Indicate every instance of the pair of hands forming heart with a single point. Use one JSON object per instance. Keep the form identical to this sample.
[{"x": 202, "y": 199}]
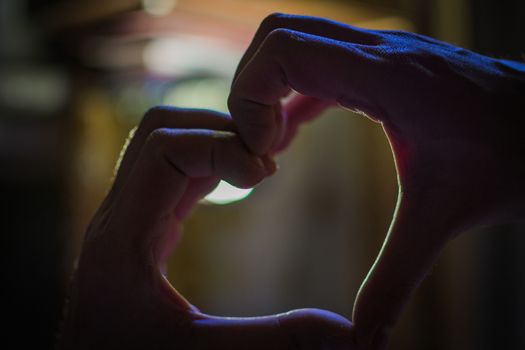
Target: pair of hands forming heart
[{"x": 450, "y": 116}]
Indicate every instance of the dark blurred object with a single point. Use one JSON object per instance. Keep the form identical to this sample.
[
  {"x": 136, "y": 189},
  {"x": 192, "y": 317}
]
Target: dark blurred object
[
  {"x": 499, "y": 300},
  {"x": 34, "y": 91}
]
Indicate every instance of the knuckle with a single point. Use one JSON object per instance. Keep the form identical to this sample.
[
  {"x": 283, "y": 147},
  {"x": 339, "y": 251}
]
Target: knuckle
[
  {"x": 272, "y": 21},
  {"x": 279, "y": 40}
]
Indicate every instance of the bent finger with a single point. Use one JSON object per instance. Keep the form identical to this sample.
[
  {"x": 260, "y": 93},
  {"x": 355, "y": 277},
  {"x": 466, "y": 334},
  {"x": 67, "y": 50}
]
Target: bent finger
[
  {"x": 306, "y": 24},
  {"x": 314, "y": 66},
  {"x": 415, "y": 239},
  {"x": 165, "y": 117},
  {"x": 168, "y": 160}
]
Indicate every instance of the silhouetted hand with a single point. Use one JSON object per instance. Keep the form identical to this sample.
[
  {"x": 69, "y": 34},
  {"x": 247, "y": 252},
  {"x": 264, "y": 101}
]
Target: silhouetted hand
[
  {"x": 454, "y": 120},
  {"x": 120, "y": 298}
]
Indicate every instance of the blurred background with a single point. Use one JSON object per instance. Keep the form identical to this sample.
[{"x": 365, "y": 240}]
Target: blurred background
[{"x": 76, "y": 76}]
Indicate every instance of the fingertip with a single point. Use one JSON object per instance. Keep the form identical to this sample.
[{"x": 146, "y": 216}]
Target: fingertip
[{"x": 307, "y": 326}]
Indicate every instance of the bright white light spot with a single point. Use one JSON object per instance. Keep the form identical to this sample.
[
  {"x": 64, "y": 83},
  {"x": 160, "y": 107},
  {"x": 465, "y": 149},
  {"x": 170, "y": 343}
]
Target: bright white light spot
[
  {"x": 225, "y": 193},
  {"x": 159, "y": 7}
]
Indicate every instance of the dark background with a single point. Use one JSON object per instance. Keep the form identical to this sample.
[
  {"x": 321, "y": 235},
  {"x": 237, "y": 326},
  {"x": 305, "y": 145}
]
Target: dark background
[{"x": 42, "y": 196}]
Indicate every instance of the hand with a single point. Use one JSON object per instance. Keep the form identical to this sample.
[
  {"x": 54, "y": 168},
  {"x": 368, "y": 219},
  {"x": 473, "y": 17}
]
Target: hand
[
  {"x": 452, "y": 118},
  {"x": 119, "y": 297}
]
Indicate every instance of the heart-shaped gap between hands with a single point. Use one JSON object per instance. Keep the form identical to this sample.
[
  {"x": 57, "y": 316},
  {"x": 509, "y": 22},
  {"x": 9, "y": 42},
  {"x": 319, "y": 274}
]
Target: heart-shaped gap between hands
[{"x": 120, "y": 297}]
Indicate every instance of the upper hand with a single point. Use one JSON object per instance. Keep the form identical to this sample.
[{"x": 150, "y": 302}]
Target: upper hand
[
  {"x": 451, "y": 117},
  {"x": 120, "y": 298}
]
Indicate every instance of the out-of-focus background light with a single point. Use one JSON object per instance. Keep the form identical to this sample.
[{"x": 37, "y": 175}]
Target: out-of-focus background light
[
  {"x": 225, "y": 193},
  {"x": 77, "y": 75}
]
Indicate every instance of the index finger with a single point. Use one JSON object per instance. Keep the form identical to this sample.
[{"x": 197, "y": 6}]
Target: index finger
[{"x": 327, "y": 69}]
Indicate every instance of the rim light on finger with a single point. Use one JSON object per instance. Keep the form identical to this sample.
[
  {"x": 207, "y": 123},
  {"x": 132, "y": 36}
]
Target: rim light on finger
[{"x": 225, "y": 193}]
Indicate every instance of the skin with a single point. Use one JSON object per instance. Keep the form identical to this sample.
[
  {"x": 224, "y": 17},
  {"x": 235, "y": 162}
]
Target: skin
[{"x": 451, "y": 117}]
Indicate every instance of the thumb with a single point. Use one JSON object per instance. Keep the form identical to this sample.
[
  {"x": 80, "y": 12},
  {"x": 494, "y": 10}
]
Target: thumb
[
  {"x": 297, "y": 329},
  {"x": 415, "y": 239}
]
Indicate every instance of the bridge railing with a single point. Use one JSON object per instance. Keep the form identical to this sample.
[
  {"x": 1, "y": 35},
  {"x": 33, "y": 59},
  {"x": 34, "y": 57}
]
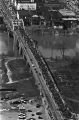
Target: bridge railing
[{"x": 44, "y": 69}]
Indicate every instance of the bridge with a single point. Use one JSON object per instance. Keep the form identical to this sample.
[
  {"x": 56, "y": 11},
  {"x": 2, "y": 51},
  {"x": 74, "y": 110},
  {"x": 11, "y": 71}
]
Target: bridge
[{"x": 37, "y": 64}]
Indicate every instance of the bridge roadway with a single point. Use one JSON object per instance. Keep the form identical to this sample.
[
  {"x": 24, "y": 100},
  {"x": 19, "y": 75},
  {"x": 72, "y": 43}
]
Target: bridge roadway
[{"x": 32, "y": 61}]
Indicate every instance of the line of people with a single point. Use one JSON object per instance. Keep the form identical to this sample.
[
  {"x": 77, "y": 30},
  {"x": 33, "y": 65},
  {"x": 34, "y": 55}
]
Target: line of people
[{"x": 51, "y": 84}]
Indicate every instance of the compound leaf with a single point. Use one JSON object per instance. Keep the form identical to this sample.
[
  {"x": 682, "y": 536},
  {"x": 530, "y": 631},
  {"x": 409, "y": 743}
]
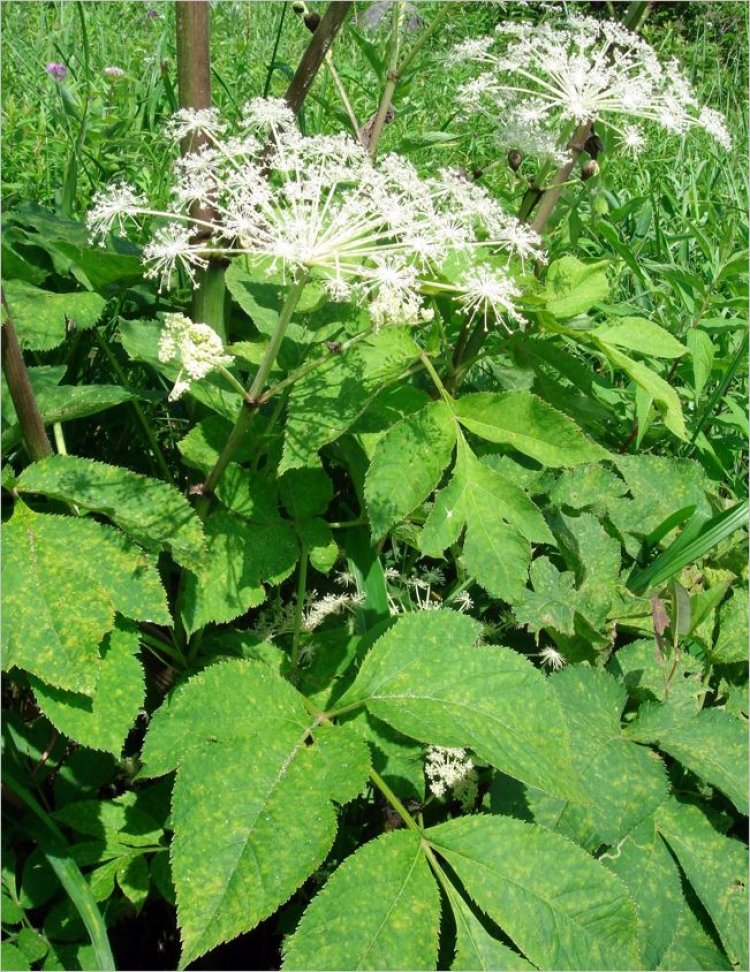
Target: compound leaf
[{"x": 379, "y": 910}]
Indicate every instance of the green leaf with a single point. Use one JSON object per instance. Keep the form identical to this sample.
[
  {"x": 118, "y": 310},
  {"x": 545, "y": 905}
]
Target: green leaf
[
  {"x": 643, "y": 863},
  {"x": 663, "y": 394},
  {"x": 240, "y": 558},
  {"x": 54, "y": 616},
  {"x": 426, "y": 678},
  {"x": 42, "y": 318},
  {"x": 61, "y": 404},
  {"x": 711, "y": 743},
  {"x": 475, "y": 947},
  {"x": 639, "y": 334},
  {"x": 229, "y": 868},
  {"x": 104, "y": 720},
  {"x": 562, "y": 909},
  {"x": 379, "y": 910},
  {"x": 528, "y": 424},
  {"x": 155, "y": 513},
  {"x": 327, "y": 401},
  {"x": 501, "y": 522},
  {"x": 423, "y": 442},
  {"x": 573, "y": 287},
  {"x": 716, "y": 867}
]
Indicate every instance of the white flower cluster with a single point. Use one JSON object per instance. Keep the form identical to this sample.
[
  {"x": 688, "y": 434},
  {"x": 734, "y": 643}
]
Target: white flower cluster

-- -- --

### Task objective
Copy all records exactly; omit images.

### The answer
Indicate every instance of the pair of hands forming heart with a single point. Use one JSON object per instance. Keep the form identical to this sample.
[{"x": 202, "y": 199}]
Target: pair of hands forming heart
[{"x": 450, "y": 116}]
Indicate every instance of the dark blurred object with a single point. Use one JSON object per instance. Keep the form identical to this sample.
[
  {"x": 136, "y": 189},
  {"x": 192, "y": 317}
]
Target: dark blurred object
[
  {"x": 499, "y": 300},
  {"x": 34, "y": 91}
]
Indicate every instance of the knuckle with a single point. Use one JSON object per instance. Keep the form identical to this sample.
[
  {"x": 283, "y": 147},
  {"x": 339, "y": 251}
]
Target: knuckle
[
  {"x": 272, "y": 21},
  {"x": 279, "y": 40}
]
Indicate every instance of the bent finger with a single point. Use one JSON object per instance. Keep the form identical to this sample.
[
  {"x": 260, "y": 93},
  {"x": 355, "y": 277},
  {"x": 466, "y": 334},
  {"x": 67, "y": 50}
]
Target: bent finger
[
  {"x": 306, "y": 24},
  {"x": 314, "y": 66},
  {"x": 415, "y": 239},
  {"x": 165, "y": 117},
  {"x": 168, "y": 160}
]
Indicate every instance of the silhouetted hand with a single point. Use one JSON object per instance. Keep the form identical to this sample.
[
  {"x": 69, "y": 34},
  {"x": 247, "y": 252},
  {"x": 264, "y": 101}
]
Target: silhouetted hand
[
  {"x": 454, "y": 120},
  {"x": 120, "y": 298}
]
Indicate every instance of the blurred background with a single point. Use one JSON object per instance. Keep the form identical to this sample.
[{"x": 365, "y": 240}]
Target: blurred background
[{"x": 76, "y": 76}]
Indicate every instance of the fingertip with a single point. Use one JSON object per instance. Keep the form identical to this sample.
[{"x": 146, "y": 216}]
Target: fingertip
[{"x": 307, "y": 326}]
Indicate every instance of the bright white light spot with a single point. Use one JSON object per instance. Keep the form identical to this sample.
[
  {"x": 64, "y": 83},
  {"x": 160, "y": 107},
  {"x": 465, "y": 149},
  {"x": 170, "y": 343}
]
Target: bright white light spot
[
  {"x": 225, "y": 193},
  {"x": 159, "y": 7}
]
Indicate every instance of the dark background with a single point. Use one JSON object per instance. Keep the form identical to this sample.
[
  {"x": 321, "y": 235},
  {"x": 237, "y": 326},
  {"x": 305, "y": 145}
]
Target: dark background
[{"x": 42, "y": 196}]
Indicate every instance of the hand with a single point. Use one JSON object per instance. Keep the form identical to this sample.
[
  {"x": 54, "y": 168},
  {"x": 368, "y": 219},
  {"x": 473, "y": 17}
]
Target: hand
[
  {"x": 452, "y": 118},
  {"x": 119, "y": 297}
]
Indicate every instance of the heart-shaped gap between hands with a single point. Use one JSON object per instance. Keep the form identical to this sample.
[
  {"x": 57, "y": 316},
  {"x": 509, "y": 22},
  {"x": 9, "y": 42},
  {"x": 319, "y": 274}
]
Target: heart-shaped gap between hands
[{"x": 120, "y": 297}]
Indicate every instance of the upper hand with a single point. Use one JSON object per instance. Keep the form identical to this sample.
[{"x": 150, "y": 302}]
Target: upper hand
[
  {"x": 451, "y": 117},
  {"x": 120, "y": 298}
]
Indicate every instance of the out-of-focus background light with a single point. Use one JSON object per instance. Keep the form identical to this sample.
[{"x": 37, "y": 175}]
Target: out-of-focus background light
[
  {"x": 225, "y": 193},
  {"x": 77, "y": 75}
]
Indicate every instance of the index finger with a single point. Use one JSON object per instance. Keep the form identical to this sample.
[{"x": 197, "y": 6}]
Target: index finger
[{"x": 327, "y": 69}]
Indicate every instance of the rim light on finger with a single point. Use one JSON object per instance. Keep the form identical to this sample.
[
  {"x": 207, "y": 123},
  {"x": 132, "y": 36}
]
Target: rim light on finger
[{"x": 225, "y": 193}]
Indicate every instance of the skin with a single point. Use one JSON object per instance. Keep the form identical to this sample.
[
  {"x": 224, "y": 17},
  {"x": 235, "y": 162}
]
Target: skin
[{"x": 451, "y": 117}]
Indicate every instance of the thumb with a single point. Use one JSON object per instance. Keep the form identical to this sample.
[
  {"x": 80, "y": 12},
  {"x": 494, "y": 10}
]
Target: thumb
[
  {"x": 297, "y": 329},
  {"x": 415, "y": 239}
]
Indicate every instance of the bridge railing with a single point. Use one JSON object per instance. Keep the form identical to this sample.
[
  {"x": 1, "y": 35},
  {"x": 33, "y": 59},
  {"x": 34, "y": 57}
]
Target: bridge railing
[{"x": 44, "y": 69}]
Indicate every instance of the bridge with a single point. Use one JSON object per instance. Keep the form identical to this sample.
[
  {"x": 56, "y": 11},
  {"x": 2, "y": 51},
  {"x": 74, "y": 110},
  {"x": 11, "y": 71}
]
Target: bridge
[{"x": 37, "y": 64}]
Indicate every instance of the bridge roadway with a single point. Use one JSON object per instance. Keep the form identical to this sample.
[
  {"x": 24, "y": 100},
  {"x": 19, "y": 75},
  {"x": 72, "y": 43}
]
Target: bridge roadway
[{"x": 32, "y": 61}]
Indicate every instance of the line of people with a single point. Use one JSON object per instance. Keep the form identical to this sample.
[
  {"x": 77, "y": 30},
  {"x": 33, "y": 65},
  {"x": 34, "y": 55}
]
Target: line of people
[{"x": 51, "y": 84}]
Indicate every instance of the compound leaf with a single point. Use one JSON object per instance. Keep the form identical to this sample.
[
  {"x": 682, "y": 536},
  {"x": 530, "y": 631},
  {"x": 409, "y": 743}
]
Target: compound leaf
[{"x": 379, "y": 910}]
Indicate every instance of the green leaf with a single point. Use one JSON object per instance. Keep the form identical to this sample.
[
  {"x": 118, "y": 310},
  {"x": 545, "y": 905}
]
Target: green leaf
[
  {"x": 643, "y": 863},
  {"x": 663, "y": 394},
  {"x": 240, "y": 558},
  {"x": 54, "y": 616},
  {"x": 426, "y": 678},
  {"x": 42, "y": 318},
  {"x": 61, "y": 404},
  {"x": 711, "y": 743},
  {"x": 475, "y": 947},
  {"x": 639, "y": 334},
  {"x": 229, "y": 868},
  {"x": 104, "y": 720},
  {"x": 562, "y": 909},
  {"x": 379, "y": 910},
  {"x": 528, "y": 424},
  {"x": 155, "y": 513},
  {"x": 327, "y": 401},
  {"x": 501, "y": 522},
  {"x": 423, "y": 442},
  {"x": 573, "y": 287},
  {"x": 716, "y": 867}
]
Indicate every instance of the white flower cluster with a single point. Use one JSON object per instance. Keep the form identical to this sample.
[
  {"x": 688, "y": 434},
  {"x": 734, "y": 643}
]
Target: white flower cluster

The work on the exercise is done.